- Challenge
Copy out the material word for word, from the line containing "Target: woman's head" through its final line.

- Source data

◆ ◆ ◆ ◆ ◆

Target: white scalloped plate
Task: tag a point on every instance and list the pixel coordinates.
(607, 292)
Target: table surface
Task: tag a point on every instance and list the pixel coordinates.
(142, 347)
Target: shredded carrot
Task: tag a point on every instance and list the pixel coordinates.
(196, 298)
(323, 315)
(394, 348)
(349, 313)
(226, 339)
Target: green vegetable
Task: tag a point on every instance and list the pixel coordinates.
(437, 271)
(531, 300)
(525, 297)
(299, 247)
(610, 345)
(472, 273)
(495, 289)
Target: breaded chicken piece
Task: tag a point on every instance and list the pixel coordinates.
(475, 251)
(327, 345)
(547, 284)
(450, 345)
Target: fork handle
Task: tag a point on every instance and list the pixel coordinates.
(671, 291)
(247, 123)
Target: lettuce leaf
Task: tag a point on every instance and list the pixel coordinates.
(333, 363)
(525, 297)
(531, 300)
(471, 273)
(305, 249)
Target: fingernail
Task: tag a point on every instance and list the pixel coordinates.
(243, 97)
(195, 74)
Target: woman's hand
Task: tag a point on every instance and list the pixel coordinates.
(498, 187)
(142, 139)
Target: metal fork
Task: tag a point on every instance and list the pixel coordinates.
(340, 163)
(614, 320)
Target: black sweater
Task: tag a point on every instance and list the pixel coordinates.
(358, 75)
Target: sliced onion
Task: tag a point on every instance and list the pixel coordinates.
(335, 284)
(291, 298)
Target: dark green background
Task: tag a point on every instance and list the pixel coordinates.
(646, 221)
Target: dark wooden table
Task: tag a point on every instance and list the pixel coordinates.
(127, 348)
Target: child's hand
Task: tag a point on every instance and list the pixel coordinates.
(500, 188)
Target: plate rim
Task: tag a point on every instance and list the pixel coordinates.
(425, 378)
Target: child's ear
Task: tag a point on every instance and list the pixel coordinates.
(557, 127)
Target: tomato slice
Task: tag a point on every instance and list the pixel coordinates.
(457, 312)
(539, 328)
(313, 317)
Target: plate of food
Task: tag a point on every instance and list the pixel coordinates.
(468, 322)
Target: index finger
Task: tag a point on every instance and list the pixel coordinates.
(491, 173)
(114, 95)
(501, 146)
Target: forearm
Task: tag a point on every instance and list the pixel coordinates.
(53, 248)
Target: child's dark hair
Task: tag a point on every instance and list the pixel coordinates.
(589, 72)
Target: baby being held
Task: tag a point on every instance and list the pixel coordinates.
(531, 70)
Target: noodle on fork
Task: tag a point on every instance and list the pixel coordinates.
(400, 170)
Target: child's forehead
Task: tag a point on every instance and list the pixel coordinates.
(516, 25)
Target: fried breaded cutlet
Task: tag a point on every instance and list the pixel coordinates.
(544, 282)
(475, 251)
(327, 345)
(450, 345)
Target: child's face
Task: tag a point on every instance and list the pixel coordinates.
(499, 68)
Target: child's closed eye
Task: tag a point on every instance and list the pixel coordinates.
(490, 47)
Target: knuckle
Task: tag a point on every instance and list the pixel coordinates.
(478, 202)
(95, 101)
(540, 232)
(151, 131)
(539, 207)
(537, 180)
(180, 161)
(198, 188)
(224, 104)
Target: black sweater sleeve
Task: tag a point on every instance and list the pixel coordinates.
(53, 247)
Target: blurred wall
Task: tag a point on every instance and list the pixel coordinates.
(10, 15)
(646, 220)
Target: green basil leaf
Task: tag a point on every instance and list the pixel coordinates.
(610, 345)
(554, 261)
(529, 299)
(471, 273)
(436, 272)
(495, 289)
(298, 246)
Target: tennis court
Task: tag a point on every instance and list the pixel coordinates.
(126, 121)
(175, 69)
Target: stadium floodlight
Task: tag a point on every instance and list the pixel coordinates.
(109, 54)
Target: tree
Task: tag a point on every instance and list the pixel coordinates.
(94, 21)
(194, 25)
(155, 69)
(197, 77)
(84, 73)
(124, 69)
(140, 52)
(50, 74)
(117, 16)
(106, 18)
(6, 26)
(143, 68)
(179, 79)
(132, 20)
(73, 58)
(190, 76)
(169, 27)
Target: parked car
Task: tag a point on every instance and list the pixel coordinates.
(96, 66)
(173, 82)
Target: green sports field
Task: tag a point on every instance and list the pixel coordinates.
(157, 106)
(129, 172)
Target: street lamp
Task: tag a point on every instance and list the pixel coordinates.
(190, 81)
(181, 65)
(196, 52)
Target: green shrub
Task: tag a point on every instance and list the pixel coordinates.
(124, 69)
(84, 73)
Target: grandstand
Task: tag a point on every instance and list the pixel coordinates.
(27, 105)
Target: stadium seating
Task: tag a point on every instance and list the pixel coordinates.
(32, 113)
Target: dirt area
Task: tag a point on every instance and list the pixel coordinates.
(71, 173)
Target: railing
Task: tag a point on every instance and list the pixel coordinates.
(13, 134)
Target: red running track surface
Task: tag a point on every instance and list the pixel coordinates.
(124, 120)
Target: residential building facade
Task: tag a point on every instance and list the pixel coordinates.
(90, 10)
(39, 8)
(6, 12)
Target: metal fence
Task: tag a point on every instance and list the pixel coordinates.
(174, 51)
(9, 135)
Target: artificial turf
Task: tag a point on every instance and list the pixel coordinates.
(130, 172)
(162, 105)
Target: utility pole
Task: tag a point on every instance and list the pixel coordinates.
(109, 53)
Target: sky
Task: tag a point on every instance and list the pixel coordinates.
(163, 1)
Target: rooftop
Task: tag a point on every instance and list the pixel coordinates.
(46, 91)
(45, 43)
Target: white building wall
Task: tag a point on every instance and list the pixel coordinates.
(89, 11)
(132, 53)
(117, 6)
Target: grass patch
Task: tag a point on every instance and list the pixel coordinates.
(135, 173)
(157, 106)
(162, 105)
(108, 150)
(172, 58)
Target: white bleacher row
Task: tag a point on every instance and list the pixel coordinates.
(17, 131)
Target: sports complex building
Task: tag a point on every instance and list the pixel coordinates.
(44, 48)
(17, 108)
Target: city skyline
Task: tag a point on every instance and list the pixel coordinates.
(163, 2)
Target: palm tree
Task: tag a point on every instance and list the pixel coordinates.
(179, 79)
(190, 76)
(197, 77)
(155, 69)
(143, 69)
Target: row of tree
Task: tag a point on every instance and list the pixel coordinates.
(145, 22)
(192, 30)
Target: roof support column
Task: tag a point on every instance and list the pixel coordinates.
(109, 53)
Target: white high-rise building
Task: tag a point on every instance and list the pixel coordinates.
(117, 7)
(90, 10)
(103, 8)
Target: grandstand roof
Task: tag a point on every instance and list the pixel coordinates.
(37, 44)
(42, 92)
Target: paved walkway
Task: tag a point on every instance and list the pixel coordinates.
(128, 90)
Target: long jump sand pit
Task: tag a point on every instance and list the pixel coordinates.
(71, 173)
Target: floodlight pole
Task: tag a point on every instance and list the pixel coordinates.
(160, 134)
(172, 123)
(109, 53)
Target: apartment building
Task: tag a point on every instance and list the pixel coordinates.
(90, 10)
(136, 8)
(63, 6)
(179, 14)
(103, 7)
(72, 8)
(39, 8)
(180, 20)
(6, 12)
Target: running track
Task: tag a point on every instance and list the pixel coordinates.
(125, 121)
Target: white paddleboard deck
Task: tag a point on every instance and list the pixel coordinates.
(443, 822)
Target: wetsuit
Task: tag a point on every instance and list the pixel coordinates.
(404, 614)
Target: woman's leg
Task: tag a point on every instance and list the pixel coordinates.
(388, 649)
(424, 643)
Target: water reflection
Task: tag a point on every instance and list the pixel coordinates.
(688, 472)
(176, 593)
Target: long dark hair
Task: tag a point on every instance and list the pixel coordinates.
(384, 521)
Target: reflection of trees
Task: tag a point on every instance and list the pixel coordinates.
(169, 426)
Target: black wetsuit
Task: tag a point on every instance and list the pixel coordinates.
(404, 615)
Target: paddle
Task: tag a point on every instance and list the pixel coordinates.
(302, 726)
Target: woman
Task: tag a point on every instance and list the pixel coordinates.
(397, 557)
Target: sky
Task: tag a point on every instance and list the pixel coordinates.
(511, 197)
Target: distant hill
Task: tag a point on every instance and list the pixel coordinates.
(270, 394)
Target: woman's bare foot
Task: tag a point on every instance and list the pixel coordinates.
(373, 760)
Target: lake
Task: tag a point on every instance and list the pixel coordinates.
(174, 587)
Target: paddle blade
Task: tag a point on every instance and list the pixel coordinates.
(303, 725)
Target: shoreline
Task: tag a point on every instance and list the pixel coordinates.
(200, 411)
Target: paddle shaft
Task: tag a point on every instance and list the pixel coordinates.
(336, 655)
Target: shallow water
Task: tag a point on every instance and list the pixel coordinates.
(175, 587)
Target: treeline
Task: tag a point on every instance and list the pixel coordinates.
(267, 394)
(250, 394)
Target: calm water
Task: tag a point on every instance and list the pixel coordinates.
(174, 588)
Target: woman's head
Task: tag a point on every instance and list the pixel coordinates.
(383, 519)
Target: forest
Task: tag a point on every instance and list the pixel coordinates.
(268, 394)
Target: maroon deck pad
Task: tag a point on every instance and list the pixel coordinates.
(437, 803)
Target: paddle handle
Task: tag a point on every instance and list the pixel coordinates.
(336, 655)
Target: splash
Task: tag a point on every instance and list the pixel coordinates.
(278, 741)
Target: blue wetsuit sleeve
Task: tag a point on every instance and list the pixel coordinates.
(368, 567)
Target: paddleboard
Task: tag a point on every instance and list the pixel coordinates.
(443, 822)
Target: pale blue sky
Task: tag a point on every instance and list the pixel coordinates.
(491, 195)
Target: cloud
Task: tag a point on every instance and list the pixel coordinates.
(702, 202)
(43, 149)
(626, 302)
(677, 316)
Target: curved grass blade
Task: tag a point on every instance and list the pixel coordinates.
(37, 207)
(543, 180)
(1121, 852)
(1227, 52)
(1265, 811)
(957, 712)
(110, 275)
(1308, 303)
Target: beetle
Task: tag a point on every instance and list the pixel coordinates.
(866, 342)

◆ ◆ ◆ ◆ ◆

- Written response
Target: woman's head
Task: tag a point on every instance and list the pixel coordinates.
(383, 519)
Target: forest
Task: tag a point on every instance and list the pixel coordinates.
(268, 394)
Target: maroon deck pad
Task: tag a point on every instance and list the pixel coordinates.
(437, 803)
Target: paddle handle
Task: tag a point on every instance and list the pixel coordinates.
(336, 655)
Target: splash
Task: tag a point on every instance and list the pixel coordinates.
(278, 741)
Target: blue wetsuit sleeve
Task: tag a point on every instance and list the pixel coordinates.
(368, 567)
Target: paddleboard
Task: tag a point on every instance and list the pixel coordinates.
(443, 822)
Target: pale blue sky
Task: tag a point on every instance and list the pixel coordinates.
(491, 195)
Target: cloud
Task: tag a point on every instance and list the pixel coordinates.
(702, 202)
(43, 149)
(626, 302)
(677, 316)
Target: curved grass blade
Task: tag a point on every instance and list the pixel coordinates.
(37, 207)
(543, 180)
(1121, 852)
(1227, 52)
(1265, 811)
(957, 712)
(110, 275)
(1308, 303)
Target: beetle
Task: tag a point on every instance and list the pixel coordinates.
(866, 342)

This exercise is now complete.